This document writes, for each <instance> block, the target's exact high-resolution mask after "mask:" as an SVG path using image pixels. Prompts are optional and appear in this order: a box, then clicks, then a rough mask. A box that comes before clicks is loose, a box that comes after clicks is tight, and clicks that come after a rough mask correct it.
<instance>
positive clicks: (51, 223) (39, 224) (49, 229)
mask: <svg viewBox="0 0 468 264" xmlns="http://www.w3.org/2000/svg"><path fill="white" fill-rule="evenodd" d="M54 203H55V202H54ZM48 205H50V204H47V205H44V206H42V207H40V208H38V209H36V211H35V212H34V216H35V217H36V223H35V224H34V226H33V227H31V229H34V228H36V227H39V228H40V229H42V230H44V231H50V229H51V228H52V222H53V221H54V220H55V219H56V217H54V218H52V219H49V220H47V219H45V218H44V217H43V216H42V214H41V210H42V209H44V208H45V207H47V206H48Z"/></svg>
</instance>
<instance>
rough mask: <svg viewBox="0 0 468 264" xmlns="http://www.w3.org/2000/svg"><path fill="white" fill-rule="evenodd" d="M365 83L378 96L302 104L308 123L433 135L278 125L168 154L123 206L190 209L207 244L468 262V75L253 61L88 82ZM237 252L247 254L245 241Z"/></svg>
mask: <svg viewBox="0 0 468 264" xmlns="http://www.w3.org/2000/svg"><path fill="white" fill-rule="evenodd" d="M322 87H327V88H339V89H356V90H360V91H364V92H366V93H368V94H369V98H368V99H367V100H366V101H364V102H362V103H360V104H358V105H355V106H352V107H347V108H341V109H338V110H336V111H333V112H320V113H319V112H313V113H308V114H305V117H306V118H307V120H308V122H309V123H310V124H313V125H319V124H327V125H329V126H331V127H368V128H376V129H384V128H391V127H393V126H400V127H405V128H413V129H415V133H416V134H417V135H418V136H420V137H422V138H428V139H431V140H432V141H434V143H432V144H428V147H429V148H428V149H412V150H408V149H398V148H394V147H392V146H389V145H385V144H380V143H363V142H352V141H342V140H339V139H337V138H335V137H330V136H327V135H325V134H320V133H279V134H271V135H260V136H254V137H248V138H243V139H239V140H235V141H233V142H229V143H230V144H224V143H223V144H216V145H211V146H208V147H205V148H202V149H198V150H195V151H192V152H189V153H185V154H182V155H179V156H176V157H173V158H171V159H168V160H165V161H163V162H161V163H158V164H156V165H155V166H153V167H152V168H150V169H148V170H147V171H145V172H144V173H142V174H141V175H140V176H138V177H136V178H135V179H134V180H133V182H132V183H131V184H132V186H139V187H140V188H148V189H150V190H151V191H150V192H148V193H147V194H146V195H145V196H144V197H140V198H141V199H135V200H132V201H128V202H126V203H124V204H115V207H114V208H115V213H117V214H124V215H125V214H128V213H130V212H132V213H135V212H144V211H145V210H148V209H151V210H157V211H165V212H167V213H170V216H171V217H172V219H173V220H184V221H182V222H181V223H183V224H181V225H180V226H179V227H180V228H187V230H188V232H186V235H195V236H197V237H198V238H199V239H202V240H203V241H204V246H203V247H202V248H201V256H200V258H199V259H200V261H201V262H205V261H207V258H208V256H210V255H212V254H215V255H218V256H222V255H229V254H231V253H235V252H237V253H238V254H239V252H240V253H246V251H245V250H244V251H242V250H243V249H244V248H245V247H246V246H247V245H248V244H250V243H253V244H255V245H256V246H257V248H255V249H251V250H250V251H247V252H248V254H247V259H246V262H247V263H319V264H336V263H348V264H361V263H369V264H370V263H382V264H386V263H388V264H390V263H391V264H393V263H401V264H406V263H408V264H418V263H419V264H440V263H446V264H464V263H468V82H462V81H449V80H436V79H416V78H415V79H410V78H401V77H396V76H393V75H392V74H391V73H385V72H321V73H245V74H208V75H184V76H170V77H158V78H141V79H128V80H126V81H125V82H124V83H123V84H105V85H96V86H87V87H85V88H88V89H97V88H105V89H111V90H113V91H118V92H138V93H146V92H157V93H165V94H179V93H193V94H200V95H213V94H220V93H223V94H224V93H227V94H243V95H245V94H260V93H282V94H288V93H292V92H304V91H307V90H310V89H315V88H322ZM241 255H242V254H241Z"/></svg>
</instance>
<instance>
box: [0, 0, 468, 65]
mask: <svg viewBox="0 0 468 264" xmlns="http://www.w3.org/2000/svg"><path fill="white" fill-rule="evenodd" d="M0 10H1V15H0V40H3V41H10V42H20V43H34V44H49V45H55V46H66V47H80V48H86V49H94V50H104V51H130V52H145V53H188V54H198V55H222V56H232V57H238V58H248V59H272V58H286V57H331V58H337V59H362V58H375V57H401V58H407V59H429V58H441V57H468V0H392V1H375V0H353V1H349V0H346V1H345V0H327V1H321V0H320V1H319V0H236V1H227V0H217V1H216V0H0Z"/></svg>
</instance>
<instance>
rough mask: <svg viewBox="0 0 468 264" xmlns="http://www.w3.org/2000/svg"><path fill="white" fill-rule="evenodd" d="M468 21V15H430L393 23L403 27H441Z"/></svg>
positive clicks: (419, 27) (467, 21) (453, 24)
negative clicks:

- Exercise directions -
Rewrite all of the data above so that every occurrence of "positive clicks" becomes "foreground clicks", with everything else left unchanged.

- Answer box -
This document writes, for each <instance> block, the target's exact high-resolution mask after "mask:" as an SVG path using image pixels. Prompts are optional and appear in this order: a box, then clicks, then a rough mask. A box that comes before clicks is loose, a box that comes after clicks is tight, and clicks that come after a rough mask correct it.
<instance>
foreground clicks: (51, 223) (39, 224) (49, 229)
mask: <svg viewBox="0 0 468 264" xmlns="http://www.w3.org/2000/svg"><path fill="white" fill-rule="evenodd" d="M54 203H55V202H54ZM48 205H50V204H47V205H44V206H42V207H40V208H38V209H36V211H35V212H34V216H35V217H36V223H35V224H34V226H33V227H31V229H34V228H36V227H39V228H40V229H42V230H44V231H50V229H51V228H52V222H53V221H54V220H55V219H56V217H54V218H52V219H49V220H47V219H45V218H44V217H43V216H42V214H41V210H42V209H44V208H45V207H47V206H48Z"/></svg>
</instance>
<instance>
rough mask: <svg viewBox="0 0 468 264" xmlns="http://www.w3.org/2000/svg"><path fill="white" fill-rule="evenodd" d="M365 83L378 96L302 104L308 123L433 135L278 125L168 154L123 206L190 209L207 244L468 262V75L253 61L88 82ZM237 252L247 254L245 241Z"/></svg>
mask: <svg viewBox="0 0 468 264" xmlns="http://www.w3.org/2000/svg"><path fill="white" fill-rule="evenodd" d="M322 87H327V88H339V89H356V90H360V91H364V92H366V93H368V94H369V98H368V99H367V100H366V101H364V102H362V103H360V104H358V105H355V106H352V107H347V108H341V109H338V110H336V111H333V112H320V113H319V112H313V113H308V114H305V117H306V118H307V120H308V122H309V123H310V124H313V125H319V124H327V125H329V126H331V127H368V128H376V129H384V128H391V127H393V126H400V127H405V128H413V129H415V133H416V134H417V135H418V136H420V137H422V138H428V139H431V140H432V141H434V143H432V144H428V147H429V148H428V149H412V150H408V149H398V148H394V147H392V146H389V145H385V144H380V143H363V142H352V141H342V140H339V139H337V138H335V137H330V136H327V135H325V134H320V133H279V134H271V135H260V136H254V137H248V138H243V139H239V140H235V141H233V142H229V143H230V144H224V143H223V144H216V145H211V146H208V147H205V148H202V149H198V150H195V151H192V152H189V153H185V154H182V155H179V156H176V157H173V158H171V159H168V160H165V161H163V162H161V163H158V164H156V165H155V166H153V167H152V168H150V169H148V170H147V171H145V172H144V173H142V174H141V175H140V176H138V177H136V178H135V179H134V180H133V182H132V183H131V184H132V186H139V187H140V188H148V189H150V190H151V191H150V192H148V193H147V194H146V195H145V196H144V197H140V198H141V199H135V200H132V201H128V202H126V203H124V204H115V207H114V208H115V213H117V214H124V215H125V214H128V213H130V212H132V213H135V212H144V211H145V210H148V209H151V210H157V211H165V212H167V213H170V216H171V217H172V219H173V220H184V221H182V222H181V223H183V224H181V225H180V226H179V227H180V228H187V230H188V232H186V235H195V236H197V237H198V238H199V239H202V240H203V241H204V246H203V247H202V248H201V256H200V258H199V259H200V261H201V262H205V261H207V258H208V256H210V255H212V254H215V255H218V256H222V255H229V254H231V253H235V252H237V253H238V254H239V252H240V253H246V251H245V250H244V251H242V250H243V249H244V248H245V247H246V246H247V245H248V244H250V243H253V244H255V245H256V246H257V248H255V249H251V250H250V251H247V252H248V254H247V259H246V262H247V263H319V264H336V263H348V264H361V263H369V264H370V263H382V264H386V263H388V264H390V263H391V264H393V263H401V264H406V263H408V264H418V263H419V264H440V263H446V264H464V263H468V82H462V81H449V80H436V79H416V78H415V79H410V78H401V77H396V76H393V75H392V74H391V73H385V72H321V73H245V74H208V75H184V76H170V77H158V78H141V79H128V80H126V81H125V82H124V83H123V84H105V85H96V86H87V87H85V88H88V89H97V88H105V89H111V90H113V91H118V92H138V93H146V92H157V93H165V94H179V93H193V94H200V95H213V94H220V93H223V94H224V93H227V94H243V95H245V94H260V93H282V94H288V93H292V92H304V91H307V90H310V89H315V88H322ZM241 255H242V254H241Z"/></svg>
</instance>
<instance>
box: [0, 0, 468, 65]
mask: <svg viewBox="0 0 468 264" xmlns="http://www.w3.org/2000/svg"><path fill="white" fill-rule="evenodd" d="M0 10H1V15H0V40H3V41H10V42H20V43H34V44H49V45H55V46H66V47H80V48H86V49H94V50H104V51H130V52H145V53H188V54H198V55H222V56H232V57H238V58H248V59H272V58H286V57H331V58H337V59H362V58H375V57H401V58H407V59H429V58H441V57H468V0H392V1H375V0H353V1H349V0H346V1H345V0H327V1H321V0H320V1H319V0H236V1H227V0H217V1H216V0H0Z"/></svg>
</instance>
<instance>
rough mask: <svg viewBox="0 0 468 264" xmlns="http://www.w3.org/2000/svg"><path fill="white" fill-rule="evenodd" d="M468 21V15H430L393 23L403 27H441Z"/></svg>
foreground clicks: (419, 27) (467, 21) (453, 24)
negative clicks:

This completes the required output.